[Dataset excerpts]
_____
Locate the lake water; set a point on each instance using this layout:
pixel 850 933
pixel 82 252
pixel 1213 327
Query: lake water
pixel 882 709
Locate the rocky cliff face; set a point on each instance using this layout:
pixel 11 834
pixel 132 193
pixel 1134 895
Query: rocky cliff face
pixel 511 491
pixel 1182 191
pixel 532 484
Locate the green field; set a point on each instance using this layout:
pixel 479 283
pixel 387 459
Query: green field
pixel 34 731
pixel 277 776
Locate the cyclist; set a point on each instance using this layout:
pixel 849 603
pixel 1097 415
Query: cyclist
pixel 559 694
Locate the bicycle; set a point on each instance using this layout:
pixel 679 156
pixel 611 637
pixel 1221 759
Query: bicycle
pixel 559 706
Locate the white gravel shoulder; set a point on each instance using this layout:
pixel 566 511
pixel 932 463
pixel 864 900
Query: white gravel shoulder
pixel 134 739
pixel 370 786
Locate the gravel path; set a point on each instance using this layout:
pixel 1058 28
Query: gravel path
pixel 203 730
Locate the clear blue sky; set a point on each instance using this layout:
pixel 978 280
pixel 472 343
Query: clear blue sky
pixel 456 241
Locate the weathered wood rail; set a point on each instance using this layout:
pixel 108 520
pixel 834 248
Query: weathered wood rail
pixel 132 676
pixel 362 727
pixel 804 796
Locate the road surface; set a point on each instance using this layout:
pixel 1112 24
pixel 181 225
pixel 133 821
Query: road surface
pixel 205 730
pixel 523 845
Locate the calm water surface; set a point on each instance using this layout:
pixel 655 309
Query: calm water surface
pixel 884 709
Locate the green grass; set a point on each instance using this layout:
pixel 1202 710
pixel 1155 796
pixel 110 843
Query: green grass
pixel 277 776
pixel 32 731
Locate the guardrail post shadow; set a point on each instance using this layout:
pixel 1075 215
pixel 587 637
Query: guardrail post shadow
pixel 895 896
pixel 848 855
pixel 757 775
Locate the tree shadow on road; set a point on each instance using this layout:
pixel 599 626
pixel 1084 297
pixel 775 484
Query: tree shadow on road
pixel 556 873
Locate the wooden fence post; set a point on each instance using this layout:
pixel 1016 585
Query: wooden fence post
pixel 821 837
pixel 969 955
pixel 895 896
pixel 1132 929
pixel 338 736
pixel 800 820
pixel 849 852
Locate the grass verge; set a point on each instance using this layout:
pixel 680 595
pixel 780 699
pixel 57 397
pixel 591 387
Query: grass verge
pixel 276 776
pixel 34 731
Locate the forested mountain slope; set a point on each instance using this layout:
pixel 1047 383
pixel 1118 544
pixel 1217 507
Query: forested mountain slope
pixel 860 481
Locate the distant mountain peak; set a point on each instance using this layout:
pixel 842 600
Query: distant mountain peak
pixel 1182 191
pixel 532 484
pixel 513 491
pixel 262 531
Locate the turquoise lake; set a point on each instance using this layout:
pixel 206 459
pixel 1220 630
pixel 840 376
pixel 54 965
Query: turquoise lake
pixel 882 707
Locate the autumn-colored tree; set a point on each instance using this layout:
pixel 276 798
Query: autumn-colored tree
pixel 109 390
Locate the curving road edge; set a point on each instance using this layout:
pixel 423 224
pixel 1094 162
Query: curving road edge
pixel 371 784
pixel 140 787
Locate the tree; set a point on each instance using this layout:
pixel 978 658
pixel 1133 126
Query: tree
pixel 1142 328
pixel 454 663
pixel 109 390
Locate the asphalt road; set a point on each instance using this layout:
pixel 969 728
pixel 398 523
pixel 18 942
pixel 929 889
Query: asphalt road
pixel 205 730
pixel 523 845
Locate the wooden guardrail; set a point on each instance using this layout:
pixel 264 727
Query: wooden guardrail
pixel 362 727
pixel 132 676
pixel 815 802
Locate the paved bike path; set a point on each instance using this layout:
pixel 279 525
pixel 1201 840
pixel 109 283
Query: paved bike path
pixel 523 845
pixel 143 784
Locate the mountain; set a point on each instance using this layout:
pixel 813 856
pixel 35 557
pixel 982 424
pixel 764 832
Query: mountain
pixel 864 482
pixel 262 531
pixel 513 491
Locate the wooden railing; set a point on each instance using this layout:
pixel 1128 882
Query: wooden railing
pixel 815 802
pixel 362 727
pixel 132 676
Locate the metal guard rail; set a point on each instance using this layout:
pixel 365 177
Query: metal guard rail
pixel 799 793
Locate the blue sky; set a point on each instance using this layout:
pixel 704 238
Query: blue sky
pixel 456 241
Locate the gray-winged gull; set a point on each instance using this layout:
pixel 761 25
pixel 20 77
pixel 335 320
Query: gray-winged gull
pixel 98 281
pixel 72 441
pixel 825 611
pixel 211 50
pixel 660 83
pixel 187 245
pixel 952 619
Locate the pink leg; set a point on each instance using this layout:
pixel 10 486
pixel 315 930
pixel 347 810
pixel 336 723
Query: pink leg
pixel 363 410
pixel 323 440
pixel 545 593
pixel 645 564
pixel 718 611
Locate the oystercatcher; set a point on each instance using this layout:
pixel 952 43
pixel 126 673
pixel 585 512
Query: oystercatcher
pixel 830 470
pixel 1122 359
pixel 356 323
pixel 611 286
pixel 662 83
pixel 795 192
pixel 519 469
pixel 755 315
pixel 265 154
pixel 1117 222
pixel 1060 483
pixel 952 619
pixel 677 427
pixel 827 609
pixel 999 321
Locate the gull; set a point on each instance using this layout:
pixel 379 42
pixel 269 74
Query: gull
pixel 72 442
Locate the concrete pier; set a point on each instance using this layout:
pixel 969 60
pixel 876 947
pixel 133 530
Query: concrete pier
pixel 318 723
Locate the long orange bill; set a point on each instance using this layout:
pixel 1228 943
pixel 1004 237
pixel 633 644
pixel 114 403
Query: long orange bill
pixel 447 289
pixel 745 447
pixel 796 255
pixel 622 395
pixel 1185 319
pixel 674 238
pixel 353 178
_____
Beginning at the line above that contains "pixel 932 463", return each line exactly through the line that contains "pixel 133 821", and no others.

§ OUTPUT BELOW
pixel 932 463
pixel 864 900
Query: white gravel shoulder
pixel 134 739
pixel 370 786
Locate the gravel path; set a point on each instance using this layout:
pixel 1058 28
Query: gravel path
pixel 203 730
Locate the clear blue sky; set a point on each instance using this layout:
pixel 978 280
pixel 472 343
Query: clear blue sky
pixel 456 241
Locate the weathered wood rail; set a point on each instance using this layout:
pixel 108 520
pixel 834 248
Query: weathered wood rail
pixel 132 676
pixel 362 727
pixel 804 796
Locate the road surface; set a point on each instance using this layout:
pixel 1112 24
pixel 181 225
pixel 133 821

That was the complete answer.